I didn't watch CBS' Kid Nation last year. I assume it was a failed social experiment. From the ads I saw, the kids were at each others' throats just as bad as adults are when it comes to the balance of power.

The kids take over the schools. From there, they establish their strongholds. I would assume that the high schools would not be trusted. They're too close to adulthood. The rest of the kids would fortify and plan and eventually bargain with the government.

In the beginning there would be an appointment made to the presidential cabinet. Soon after there would be a kid representative at the UN. Legislation would soon be passed that would allow for children to run for office and to vote. Then we'd have all of our tax dollars going to fund things like Hannah Montana concerts and bigger and better Chuck E. Cheese's.

Of course, all of this hinges on the ability of the kids to finally work together. Lets just hope that those cliques just stay cliquey.

Wednesday, November 19, 2008

Life Story: Chapter Ten

What can I say about the first grade? I'm one of those people who has the uncanny ability to remember each of the teachers that he's had throughout his life. So when I start listing my teachers in these consecutive blog posts, Mark's gonna make fun of me.

My teacher that year was Mrs. Atkinson. She was very sweet, and looking back now, I can see that she was also very manipulative. She knew just how to act and what to say to wrap her impressionable young students around her finger. I guess any good teacher should have that ability. I think it helps to prevent an uprising. Look at the average class size in your public schools. If those kids ever realized that they outnumbered their teachers 23 to 1, the coup would be inevitable. Could you imagine what it would be like if kids ran this country? That's an interesting thought. Maybe I'll explore that tomorrow.

Anyway, I was in a new school for the second year in a row. My days at East Salem were gone but not forgotten. Now I was matriculating with the class of 1998 by way of Raleigh Court Elementary. It was in Mrs. Atkinson's class that I met two very influential people in my life: Jessica Smith and Justin Walker.

== Data section ==
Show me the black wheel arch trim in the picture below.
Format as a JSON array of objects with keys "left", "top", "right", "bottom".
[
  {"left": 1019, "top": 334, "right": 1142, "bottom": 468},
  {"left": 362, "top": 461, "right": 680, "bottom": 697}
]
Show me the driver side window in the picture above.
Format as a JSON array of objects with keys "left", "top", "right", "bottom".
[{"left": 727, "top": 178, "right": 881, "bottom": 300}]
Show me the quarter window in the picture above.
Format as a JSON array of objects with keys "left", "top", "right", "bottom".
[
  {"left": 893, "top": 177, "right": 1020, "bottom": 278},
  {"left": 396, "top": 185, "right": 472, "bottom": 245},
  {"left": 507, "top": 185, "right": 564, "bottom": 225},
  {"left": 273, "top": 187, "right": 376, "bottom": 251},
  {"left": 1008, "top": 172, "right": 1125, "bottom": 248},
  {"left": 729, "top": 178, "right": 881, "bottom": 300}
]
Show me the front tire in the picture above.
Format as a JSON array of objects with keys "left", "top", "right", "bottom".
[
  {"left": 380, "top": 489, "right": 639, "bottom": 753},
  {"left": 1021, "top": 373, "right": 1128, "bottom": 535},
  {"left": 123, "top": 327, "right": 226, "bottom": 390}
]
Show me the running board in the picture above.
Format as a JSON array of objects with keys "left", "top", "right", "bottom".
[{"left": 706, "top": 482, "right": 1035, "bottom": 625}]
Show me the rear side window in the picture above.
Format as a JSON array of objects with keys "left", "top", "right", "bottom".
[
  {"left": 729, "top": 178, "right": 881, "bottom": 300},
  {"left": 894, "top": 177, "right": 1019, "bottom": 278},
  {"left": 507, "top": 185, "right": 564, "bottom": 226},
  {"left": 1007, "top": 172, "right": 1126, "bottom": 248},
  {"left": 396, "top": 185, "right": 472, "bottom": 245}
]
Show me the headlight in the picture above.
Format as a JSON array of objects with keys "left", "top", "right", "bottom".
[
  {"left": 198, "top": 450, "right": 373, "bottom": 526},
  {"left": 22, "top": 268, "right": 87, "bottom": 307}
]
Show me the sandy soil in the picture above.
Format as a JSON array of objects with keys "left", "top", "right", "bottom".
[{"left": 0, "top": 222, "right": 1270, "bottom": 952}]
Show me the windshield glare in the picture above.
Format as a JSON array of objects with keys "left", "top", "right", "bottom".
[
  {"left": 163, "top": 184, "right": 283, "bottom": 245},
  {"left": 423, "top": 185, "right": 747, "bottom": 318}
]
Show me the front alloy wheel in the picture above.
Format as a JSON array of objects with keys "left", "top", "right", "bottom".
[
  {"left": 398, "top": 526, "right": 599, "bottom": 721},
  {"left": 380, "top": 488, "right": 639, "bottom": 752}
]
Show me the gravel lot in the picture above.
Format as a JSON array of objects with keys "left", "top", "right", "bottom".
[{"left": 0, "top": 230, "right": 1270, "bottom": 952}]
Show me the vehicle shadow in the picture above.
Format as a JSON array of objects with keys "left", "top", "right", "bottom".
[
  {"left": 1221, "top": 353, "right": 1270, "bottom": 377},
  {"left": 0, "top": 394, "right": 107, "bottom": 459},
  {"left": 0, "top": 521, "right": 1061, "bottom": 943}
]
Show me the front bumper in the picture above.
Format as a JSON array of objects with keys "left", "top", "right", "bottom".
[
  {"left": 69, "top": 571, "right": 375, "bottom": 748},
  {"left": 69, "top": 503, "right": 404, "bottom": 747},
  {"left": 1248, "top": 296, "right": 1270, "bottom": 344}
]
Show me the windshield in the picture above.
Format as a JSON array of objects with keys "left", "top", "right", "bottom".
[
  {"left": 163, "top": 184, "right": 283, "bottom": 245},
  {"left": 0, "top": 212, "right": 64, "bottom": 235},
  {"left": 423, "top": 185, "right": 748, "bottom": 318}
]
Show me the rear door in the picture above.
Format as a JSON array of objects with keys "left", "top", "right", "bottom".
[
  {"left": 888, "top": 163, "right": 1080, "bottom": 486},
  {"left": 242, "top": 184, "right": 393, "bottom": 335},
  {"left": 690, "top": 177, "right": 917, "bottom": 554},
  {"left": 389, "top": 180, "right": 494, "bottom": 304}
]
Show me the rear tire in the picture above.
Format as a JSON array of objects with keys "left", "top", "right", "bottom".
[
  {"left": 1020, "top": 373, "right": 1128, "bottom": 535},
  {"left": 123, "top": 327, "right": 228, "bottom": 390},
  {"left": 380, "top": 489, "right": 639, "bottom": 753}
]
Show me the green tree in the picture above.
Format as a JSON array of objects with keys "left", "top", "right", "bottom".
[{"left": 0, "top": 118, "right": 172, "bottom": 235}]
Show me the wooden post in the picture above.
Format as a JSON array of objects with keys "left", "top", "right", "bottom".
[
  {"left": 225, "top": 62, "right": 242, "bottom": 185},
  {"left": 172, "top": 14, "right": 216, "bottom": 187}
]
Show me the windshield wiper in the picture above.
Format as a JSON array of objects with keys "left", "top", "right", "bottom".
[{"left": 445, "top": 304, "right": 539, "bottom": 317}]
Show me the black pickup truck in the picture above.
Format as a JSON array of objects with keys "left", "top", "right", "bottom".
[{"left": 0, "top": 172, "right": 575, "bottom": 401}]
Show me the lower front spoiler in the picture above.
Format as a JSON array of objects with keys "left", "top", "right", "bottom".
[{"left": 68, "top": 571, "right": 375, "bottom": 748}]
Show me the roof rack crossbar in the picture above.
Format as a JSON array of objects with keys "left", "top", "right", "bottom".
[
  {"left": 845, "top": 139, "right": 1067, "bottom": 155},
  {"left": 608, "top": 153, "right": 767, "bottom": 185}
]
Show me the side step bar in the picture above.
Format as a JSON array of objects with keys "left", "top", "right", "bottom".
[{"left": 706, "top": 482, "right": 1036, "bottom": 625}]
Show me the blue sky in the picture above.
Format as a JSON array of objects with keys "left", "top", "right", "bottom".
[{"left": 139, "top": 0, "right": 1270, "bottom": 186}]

== To do ==
**a)** In the blog excerpt, which school did the narrator attend in first grade?
**b)** List every person the blog excerpt names in its "Life Story: Chapter Ten" post.

== Responses by task ==
**a)** Raleigh Court Elementary

**b)** Mark, Mrs. Atkinson, Jessica Smith, Justin Walker